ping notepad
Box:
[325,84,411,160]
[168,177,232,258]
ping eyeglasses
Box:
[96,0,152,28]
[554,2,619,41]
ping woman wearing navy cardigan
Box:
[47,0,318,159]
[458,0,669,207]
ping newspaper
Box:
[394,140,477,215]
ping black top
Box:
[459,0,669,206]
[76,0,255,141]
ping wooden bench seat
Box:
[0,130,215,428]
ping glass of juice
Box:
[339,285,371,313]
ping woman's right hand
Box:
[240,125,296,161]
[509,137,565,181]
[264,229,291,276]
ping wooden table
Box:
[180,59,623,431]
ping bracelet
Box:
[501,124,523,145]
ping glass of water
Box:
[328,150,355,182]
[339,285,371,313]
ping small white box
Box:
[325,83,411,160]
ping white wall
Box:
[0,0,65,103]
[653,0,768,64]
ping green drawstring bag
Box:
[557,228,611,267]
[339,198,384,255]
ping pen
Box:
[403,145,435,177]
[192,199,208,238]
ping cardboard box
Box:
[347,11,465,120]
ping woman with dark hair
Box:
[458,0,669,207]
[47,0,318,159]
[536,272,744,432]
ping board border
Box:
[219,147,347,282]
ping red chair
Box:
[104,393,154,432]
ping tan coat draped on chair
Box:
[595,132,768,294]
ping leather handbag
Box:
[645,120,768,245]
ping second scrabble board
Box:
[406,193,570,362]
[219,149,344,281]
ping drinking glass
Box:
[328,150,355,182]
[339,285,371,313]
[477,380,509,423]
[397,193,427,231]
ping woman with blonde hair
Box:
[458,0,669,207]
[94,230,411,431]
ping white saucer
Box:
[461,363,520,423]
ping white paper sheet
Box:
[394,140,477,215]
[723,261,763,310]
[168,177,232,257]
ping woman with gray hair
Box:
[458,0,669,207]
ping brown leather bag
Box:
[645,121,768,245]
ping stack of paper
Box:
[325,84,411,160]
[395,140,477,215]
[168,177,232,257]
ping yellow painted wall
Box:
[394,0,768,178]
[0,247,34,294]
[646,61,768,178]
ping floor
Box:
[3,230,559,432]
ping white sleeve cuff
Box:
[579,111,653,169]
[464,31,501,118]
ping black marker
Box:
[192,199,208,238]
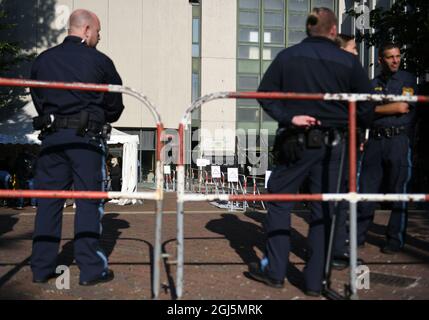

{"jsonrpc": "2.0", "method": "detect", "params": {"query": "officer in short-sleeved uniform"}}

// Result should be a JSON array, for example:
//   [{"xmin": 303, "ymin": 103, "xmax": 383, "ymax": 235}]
[
  {"xmin": 31, "ymin": 36, "xmax": 124, "ymax": 284},
  {"xmin": 358, "ymin": 70, "xmax": 417, "ymax": 253},
  {"xmin": 249, "ymin": 26, "xmax": 374, "ymax": 294}
]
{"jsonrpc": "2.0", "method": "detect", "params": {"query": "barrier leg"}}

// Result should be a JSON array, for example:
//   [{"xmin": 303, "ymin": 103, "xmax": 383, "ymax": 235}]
[
  {"xmin": 176, "ymin": 165, "xmax": 185, "ymax": 299},
  {"xmin": 350, "ymin": 201, "xmax": 359, "ymax": 300},
  {"xmin": 152, "ymin": 161, "xmax": 163, "ymax": 299}
]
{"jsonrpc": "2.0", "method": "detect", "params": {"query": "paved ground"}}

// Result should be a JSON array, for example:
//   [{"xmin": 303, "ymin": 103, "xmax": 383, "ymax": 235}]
[{"xmin": 0, "ymin": 194, "xmax": 429, "ymax": 300}]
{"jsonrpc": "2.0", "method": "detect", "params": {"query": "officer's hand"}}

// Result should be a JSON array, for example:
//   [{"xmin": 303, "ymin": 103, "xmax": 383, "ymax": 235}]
[
  {"xmin": 292, "ymin": 116, "xmax": 321, "ymax": 127},
  {"xmin": 396, "ymin": 102, "xmax": 410, "ymax": 113}
]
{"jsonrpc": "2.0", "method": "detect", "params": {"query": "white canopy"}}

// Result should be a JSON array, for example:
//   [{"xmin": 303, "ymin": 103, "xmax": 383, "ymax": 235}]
[{"xmin": 0, "ymin": 102, "xmax": 139, "ymax": 205}]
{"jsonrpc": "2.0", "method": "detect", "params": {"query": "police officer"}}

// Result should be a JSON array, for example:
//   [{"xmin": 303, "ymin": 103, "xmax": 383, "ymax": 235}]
[
  {"xmin": 31, "ymin": 9, "xmax": 124, "ymax": 285},
  {"xmin": 358, "ymin": 43, "xmax": 417, "ymax": 254},
  {"xmin": 249, "ymin": 8, "xmax": 374, "ymax": 296}
]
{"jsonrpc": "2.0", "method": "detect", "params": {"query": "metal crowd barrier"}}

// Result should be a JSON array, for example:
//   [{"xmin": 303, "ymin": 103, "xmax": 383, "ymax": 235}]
[
  {"xmin": 0, "ymin": 78, "xmax": 164, "ymax": 298},
  {"xmin": 170, "ymin": 92, "xmax": 429, "ymax": 299}
]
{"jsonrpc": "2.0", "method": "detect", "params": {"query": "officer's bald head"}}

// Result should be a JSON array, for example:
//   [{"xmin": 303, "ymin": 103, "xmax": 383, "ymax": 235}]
[
  {"xmin": 69, "ymin": 9, "xmax": 100, "ymax": 47},
  {"xmin": 306, "ymin": 7, "xmax": 338, "ymax": 40}
]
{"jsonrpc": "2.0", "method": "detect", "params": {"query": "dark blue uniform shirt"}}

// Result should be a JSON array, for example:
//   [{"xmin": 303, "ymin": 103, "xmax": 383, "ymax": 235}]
[
  {"xmin": 372, "ymin": 70, "xmax": 417, "ymax": 129},
  {"xmin": 31, "ymin": 36, "xmax": 124, "ymax": 123},
  {"xmin": 258, "ymin": 37, "xmax": 375, "ymax": 127}
]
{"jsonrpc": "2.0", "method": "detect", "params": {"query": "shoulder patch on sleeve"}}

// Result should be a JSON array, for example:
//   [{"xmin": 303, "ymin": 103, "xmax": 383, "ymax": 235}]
[{"xmin": 402, "ymin": 87, "xmax": 414, "ymax": 96}]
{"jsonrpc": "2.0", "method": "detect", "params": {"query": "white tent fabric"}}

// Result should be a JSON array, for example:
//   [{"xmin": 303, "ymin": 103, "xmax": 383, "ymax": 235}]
[
  {"xmin": 0, "ymin": 102, "xmax": 139, "ymax": 205},
  {"xmin": 107, "ymin": 128, "xmax": 139, "ymax": 205}
]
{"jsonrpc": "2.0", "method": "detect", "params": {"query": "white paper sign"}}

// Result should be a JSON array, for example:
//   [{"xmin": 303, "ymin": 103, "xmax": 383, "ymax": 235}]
[
  {"xmin": 265, "ymin": 171, "xmax": 272, "ymax": 189},
  {"xmin": 197, "ymin": 159, "xmax": 210, "ymax": 167},
  {"xmin": 228, "ymin": 168, "xmax": 238, "ymax": 182},
  {"xmin": 164, "ymin": 166, "xmax": 171, "ymax": 174},
  {"xmin": 212, "ymin": 166, "xmax": 221, "ymax": 178}
]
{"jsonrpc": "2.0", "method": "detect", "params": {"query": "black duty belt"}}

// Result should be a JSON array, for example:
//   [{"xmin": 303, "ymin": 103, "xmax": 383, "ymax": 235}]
[
  {"xmin": 369, "ymin": 126, "xmax": 407, "ymax": 139},
  {"xmin": 53, "ymin": 116, "xmax": 103, "ymax": 133}
]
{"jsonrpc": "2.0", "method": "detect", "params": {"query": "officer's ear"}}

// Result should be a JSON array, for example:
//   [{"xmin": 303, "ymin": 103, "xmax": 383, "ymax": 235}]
[{"xmin": 84, "ymin": 24, "xmax": 91, "ymax": 41}]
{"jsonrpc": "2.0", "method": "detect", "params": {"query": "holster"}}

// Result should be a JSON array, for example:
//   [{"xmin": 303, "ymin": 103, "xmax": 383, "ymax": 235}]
[
  {"xmin": 76, "ymin": 111, "xmax": 89, "ymax": 137},
  {"xmin": 273, "ymin": 127, "xmax": 305, "ymax": 164}
]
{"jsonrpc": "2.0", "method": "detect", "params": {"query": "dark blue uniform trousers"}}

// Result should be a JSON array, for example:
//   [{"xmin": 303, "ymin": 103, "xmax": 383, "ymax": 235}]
[
  {"xmin": 358, "ymin": 134, "xmax": 412, "ymax": 247},
  {"xmin": 265, "ymin": 144, "xmax": 344, "ymax": 291},
  {"xmin": 31, "ymin": 129, "xmax": 107, "ymax": 281}
]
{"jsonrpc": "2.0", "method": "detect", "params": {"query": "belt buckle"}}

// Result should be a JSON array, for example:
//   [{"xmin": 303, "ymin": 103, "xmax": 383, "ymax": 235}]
[{"xmin": 384, "ymin": 128, "xmax": 393, "ymax": 139}]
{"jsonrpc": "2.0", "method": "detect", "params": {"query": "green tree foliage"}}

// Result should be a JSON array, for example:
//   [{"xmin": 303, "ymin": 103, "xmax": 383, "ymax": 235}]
[
  {"xmin": 352, "ymin": 0, "xmax": 429, "ymax": 75},
  {"xmin": 0, "ymin": 11, "xmax": 34, "ymax": 108}
]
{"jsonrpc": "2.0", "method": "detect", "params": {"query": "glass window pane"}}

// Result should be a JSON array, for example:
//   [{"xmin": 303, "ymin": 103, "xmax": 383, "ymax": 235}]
[
  {"xmin": 288, "ymin": 14, "xmax": 307, "ymax": 29},
  {"xmin": 264, "ymin": 0, "xmax": 284, "ymax": 10},
  {"xmin": 237, "ymin": 99, "xmax": 259, "ymax": 107},
  {"xmin": 288, "ymin": 30, "xmax": 307, "ymax": 45},
  {"xmin": 237, "ymin": 108, "xmax": 259, "ymax": 121},
  {"xmin": 239, "ymin": 28, "xmax": 259, "ymax": 43},
  {"xmin": 264, "ymin": 12, "xmax": 284, "ymax": 27},
  {"xmin": 239, "ymin": 12, "xmax": 259, "ymax": 27},
  {"xmin": 192, "ymin": 59, "xmax": 200, "ymax": 73},
  {"xmin": 192, "ymin": 18, "xmax": 200, "ymax": 43},
  {"xmin": 192, "ymin": 73, "xmax": 200, "ymax": 101},
  {"xmin": 192, "ymin": 44, "xmax": 200, "ymax": 57},
  {"xmin": 264, "ymin": 29, "xmax": 284, "ymax": 44},
  {"xmin": 238, "ymin": 46, "xmax": 259, "ymax": 60},
  {"xmin": 237, "ymin": 121, "xmax": 259, "ymax": 130},
  {"xmin": 238, "ymin": 75, "xmax": 259, "ymax": 90},
  {"xmin": 262, "ymin": 61, "xmax": 271, "ymax": 73},
  {"xmin": 262, "ymin": 47, "xmax": 284, "ymax": 60},
  {"xmin": 313, "ymin": 0, "xmax": 334, "ymax": 10},
  {"xmin": 288, "ymin": 0, "xmax": 309, "ymax": 13},
  {"xmin": 237, "ymin": 60, "xmax": 259, "ymax": 73},
  {"xmin": 238, "ymin": 0, "xmax": 259, "ymax": 9}
]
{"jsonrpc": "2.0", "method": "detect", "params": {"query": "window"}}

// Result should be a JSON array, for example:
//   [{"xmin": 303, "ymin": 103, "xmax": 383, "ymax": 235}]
[{"xmin": 191, "ymin": 4, "xmax": 201, "ymax": 122}]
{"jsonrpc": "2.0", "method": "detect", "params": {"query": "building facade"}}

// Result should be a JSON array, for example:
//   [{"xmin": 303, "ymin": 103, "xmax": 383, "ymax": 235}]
[{"xmin": 0, "ymin": 0, "xmax": 392, "ymax": 179}]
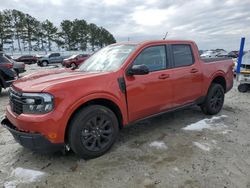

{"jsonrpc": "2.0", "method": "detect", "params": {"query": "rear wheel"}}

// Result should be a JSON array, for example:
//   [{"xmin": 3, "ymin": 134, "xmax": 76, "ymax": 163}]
[
  {"xmin": 201, "ymin": 84, "xmax": 225, "ymax": 115},
  {"xmin": 68, "ymin": 105, "xmax": 119, "ymax": 159},
  {"xmin": 238, "ymin": 84, "xmax": 248, "ymax": 93}
]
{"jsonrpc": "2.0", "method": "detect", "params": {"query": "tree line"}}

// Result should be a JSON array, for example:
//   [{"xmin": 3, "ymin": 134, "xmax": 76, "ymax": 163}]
[{"xmin": 0, "ymin": 9, "xmax": 116, "ymax": 51}]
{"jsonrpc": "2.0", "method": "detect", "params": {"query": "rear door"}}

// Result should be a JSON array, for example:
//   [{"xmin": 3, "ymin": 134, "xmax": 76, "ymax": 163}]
[
  {"xmin": 170, "ymin": 44, "xmax": 203, "ymax": 107},
  {"xmin": 125, "ymin": 45, "xmax": 173, "ymax": 121},
  {"xmin": 49, "ymin": 53, "xmax": 61, "ymax": 63}
]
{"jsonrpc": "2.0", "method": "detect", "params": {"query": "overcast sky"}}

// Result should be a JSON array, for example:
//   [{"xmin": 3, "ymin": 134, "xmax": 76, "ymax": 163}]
[{"xmin": 0, "ymin": 0, "xmax": 250, "ymax": 50}]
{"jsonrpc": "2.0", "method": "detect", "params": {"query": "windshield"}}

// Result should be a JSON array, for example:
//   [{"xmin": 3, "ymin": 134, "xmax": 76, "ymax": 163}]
[{"xmin": 80, "ymin": 44, "xmax": 136, "ymax": 72}]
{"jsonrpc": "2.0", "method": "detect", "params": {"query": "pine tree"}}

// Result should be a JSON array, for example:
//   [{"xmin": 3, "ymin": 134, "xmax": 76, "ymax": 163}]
[{"xmin": 42, "ymin": 20, "xmax": 57, "ymax": 51}]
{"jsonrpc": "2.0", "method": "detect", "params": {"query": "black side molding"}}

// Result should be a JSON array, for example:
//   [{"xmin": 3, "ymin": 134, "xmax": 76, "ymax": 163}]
[{"xmin": 117, "ymin": 77, "xmax": 126, "ymax": 94}]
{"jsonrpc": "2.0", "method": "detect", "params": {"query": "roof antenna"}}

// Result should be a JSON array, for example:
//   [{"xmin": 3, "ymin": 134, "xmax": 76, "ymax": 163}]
[{"xmin": 163, "ymin": 31, "xmax": 168, "ymax": 40}]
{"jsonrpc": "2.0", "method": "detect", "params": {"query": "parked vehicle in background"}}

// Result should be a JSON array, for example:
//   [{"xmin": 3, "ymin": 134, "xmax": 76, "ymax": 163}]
[
  {"xmin": 200, "ymin": 50, "xmax": 217, "ymax": 58},
  {"xmin": 37, "ymin": 53, "xmax": 65, "ymax": 67},
  {"xmin": 14, "ymin": 55, "xmax": 38, "ymax": 65},
  {"xmin": 1, "ymin": 40, "xmax": 233, "ymax": 159},
  {"xmin": 227, "ymin": 51, "xmax": 239, "ymax": 58},
  {"xmin": 62, "ymin": 54, "xmax": 89, "ymax": 68},
  {"xmin": 216, "ymin": 50, "xmax": 228, "ymax": 57},
  {"xmin": 0, "ymin": 54, "xmax": 17, "ymax": 93},
  {"xmin": 4, "ymin": 54, "xmax": 26, "ymax": 77}
]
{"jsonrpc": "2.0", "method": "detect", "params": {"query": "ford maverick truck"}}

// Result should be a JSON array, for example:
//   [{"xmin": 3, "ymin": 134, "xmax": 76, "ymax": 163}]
[{"xmin": 1, "ymin": 40, "xmax": 233, "ymax": 159}]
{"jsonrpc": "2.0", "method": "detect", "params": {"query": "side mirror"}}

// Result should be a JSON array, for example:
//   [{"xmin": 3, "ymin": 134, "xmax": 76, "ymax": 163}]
[{"xmin": 127, "ymin": 65, "xmax": 149, "ymax": 76}]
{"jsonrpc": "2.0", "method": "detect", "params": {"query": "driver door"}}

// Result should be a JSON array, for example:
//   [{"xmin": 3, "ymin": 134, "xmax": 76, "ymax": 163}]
[{"xmin": 125, "ymin": 45, "xmax": 173, "ymax": 121}]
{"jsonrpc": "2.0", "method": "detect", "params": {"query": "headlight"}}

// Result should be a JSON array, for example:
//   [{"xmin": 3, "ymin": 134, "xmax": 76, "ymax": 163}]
[{"xmin": 22, "ymin": 93, "xmax": 54, "ymax": 114}]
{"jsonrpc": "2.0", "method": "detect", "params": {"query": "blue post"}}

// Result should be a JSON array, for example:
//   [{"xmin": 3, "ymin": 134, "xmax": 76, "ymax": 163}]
[{"xmin": 236, "ymin": 37, "xmax": 245, "ymax": 74}]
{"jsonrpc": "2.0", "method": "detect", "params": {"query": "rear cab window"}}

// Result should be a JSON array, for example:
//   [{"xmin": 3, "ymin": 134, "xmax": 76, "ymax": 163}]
[
  {"xmin": 133, "ymin": 45, "xmax": 168, "ymax": 72},
  {"xmin": 171, "ymin": 44, "xmax": 194, "ymax": 68}
]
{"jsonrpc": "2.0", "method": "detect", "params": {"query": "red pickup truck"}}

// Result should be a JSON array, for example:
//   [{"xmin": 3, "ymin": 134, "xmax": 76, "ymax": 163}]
[{"xmin": 1, "ymin": 40, "xmax": 233, "ymax": 159}]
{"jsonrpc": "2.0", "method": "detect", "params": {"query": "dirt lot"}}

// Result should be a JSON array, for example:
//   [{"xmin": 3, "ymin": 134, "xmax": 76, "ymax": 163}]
[{"xmin": 0, "ymin": 65, "xmax": 250, "ymax": 188}]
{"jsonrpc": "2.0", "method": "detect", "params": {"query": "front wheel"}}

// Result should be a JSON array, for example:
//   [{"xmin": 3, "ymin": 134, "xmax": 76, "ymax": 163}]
[
  {"xmin": 42, "ymin": 61, "xmax": 48, "ymax": 67},
  {"xmin": 201, "ymin": 84, "xmax": 225, "ymax": 115},
  {"xmin": 238, "ymin": 84, "xmax": 248, "ymax": 93},
  {"xmin": 68, "ymin": 105, "xmax": 119, "ymax": 159}
]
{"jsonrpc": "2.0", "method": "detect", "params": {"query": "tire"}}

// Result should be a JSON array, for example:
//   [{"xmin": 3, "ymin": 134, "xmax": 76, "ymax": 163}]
[
  {"xmin": 238, "ymin": 84, "xmax": 248, "ymax": 93},
  {"xmin": 70, "ymin": 63, "xmax": 76, "ymax": 68},
  {"xmin": 68, "ymin": 105, "xmax": 119, "ymax": 159},
  {"xmin": 15, "ymin": 69, "xmax": 19, "ymax": 77},
  {"xmin": 201, "ymin": 84, "xmax": 225, "ymax": 115},
  {"xmin": 42, "ymin": 61, "xmax": 48, "ymax": 67}
]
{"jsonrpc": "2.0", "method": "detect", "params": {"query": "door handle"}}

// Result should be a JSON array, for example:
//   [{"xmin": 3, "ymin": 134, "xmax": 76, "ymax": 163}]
[
  {"xmin": 159, "ymin": 74, "xmax": 169, "ymax": 79},
  {"xmin": 190, "ymin": 69, "xmax": 198, "ymax": 73}
]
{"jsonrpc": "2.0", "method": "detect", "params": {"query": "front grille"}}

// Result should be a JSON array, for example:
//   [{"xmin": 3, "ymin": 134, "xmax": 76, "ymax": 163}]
[{"xmin": 9, "ymin": 88, "xmax": 23, "ymax": 115}]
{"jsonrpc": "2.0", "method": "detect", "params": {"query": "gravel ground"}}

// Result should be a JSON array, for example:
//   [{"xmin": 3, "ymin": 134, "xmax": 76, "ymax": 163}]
[{"xmin": 0, "ymin": 65, "xmax": 250, "ymax": 188}]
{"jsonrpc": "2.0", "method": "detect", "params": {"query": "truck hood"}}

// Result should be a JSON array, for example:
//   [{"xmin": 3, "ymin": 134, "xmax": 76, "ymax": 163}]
[{"xmin": 13, "ymin": 69, "xmax": 104, "ymax": 92}]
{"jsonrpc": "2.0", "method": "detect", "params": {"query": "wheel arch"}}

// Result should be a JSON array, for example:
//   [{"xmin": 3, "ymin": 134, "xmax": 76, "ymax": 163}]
[
  {"xmin": 207, "ymin": 72, "xmax": 227, "ymax": 93},
  {"xmin": 64, "ymin": 97, "xmax": 124, "ymax": 143}
]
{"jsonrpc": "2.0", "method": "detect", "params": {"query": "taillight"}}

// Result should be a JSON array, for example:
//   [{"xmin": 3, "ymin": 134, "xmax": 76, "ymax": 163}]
[{"xmin": 2, "ymin": 63, "xmax": 13, "ymax": 69}]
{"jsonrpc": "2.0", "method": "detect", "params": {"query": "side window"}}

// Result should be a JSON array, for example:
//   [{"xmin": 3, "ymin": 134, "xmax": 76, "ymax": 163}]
[
  {"xmin": 0, "ymin": 55, "xmax": 11, "ymax": 63},
  {"xmin": 134, "ymin": 46, "xmax": 166, "ymax": 72},
  {"xmin": 172, "ymin": 44, "xmax": 194, "ymax": 67}
]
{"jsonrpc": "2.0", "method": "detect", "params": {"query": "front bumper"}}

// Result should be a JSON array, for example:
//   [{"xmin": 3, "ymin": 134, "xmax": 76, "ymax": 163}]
[{"xmin": 1, "ymin": 117, "xmax": 64, "ymax": 153}]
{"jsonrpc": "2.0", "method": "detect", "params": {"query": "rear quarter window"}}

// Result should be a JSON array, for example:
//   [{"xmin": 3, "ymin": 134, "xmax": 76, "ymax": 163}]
[{"xmin": 172, "ymin": 44, "xmax": 194, "ymax": 67}]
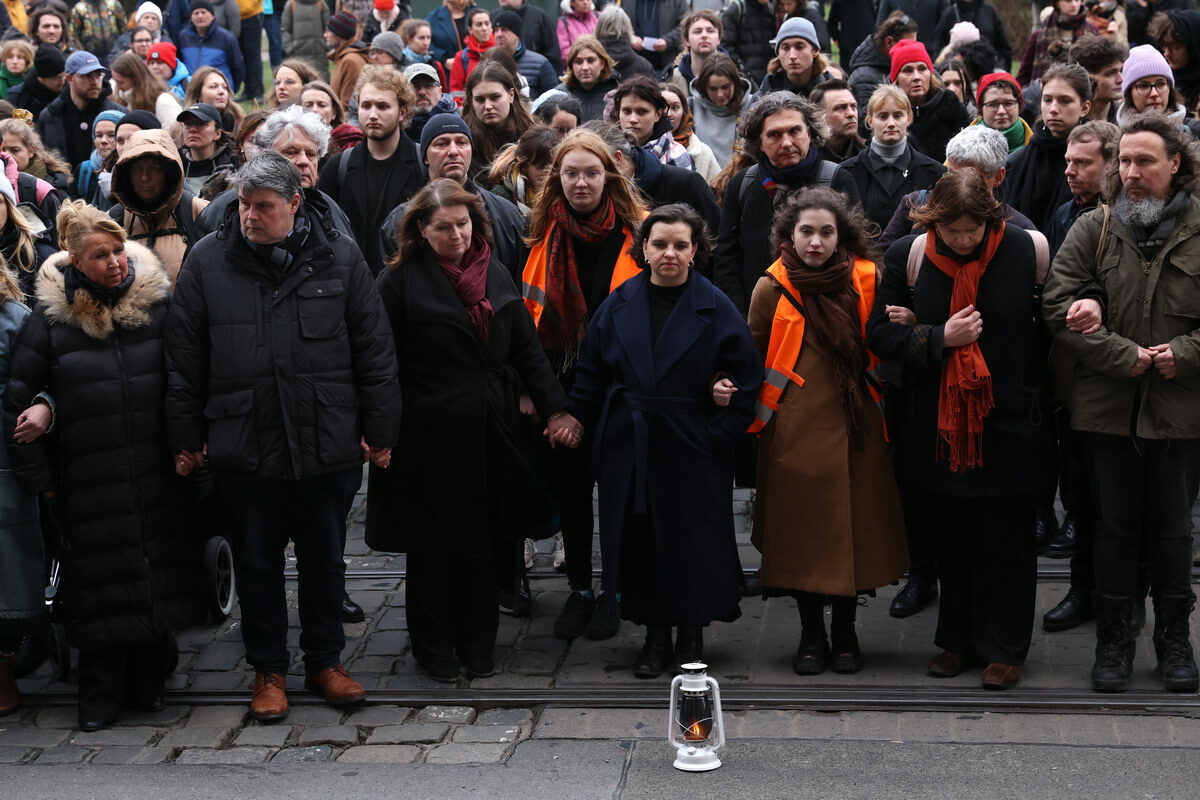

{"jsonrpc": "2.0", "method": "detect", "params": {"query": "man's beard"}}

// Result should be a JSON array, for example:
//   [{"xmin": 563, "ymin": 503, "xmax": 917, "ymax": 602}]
[{"xmin": 1114, "ymin": 190, "xmax": 1166, "ymax": 228}]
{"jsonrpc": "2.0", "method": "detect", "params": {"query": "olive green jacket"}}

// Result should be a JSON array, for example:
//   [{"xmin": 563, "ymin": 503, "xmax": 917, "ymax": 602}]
[{"xmin": 1042, "ymin": 197, "xmax": 1200, "ymax": 439}]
□ □ □ □ □ □ □
Count the lines in the entries above that contain the string "leather", matching case exactly. Reply with the number only.

2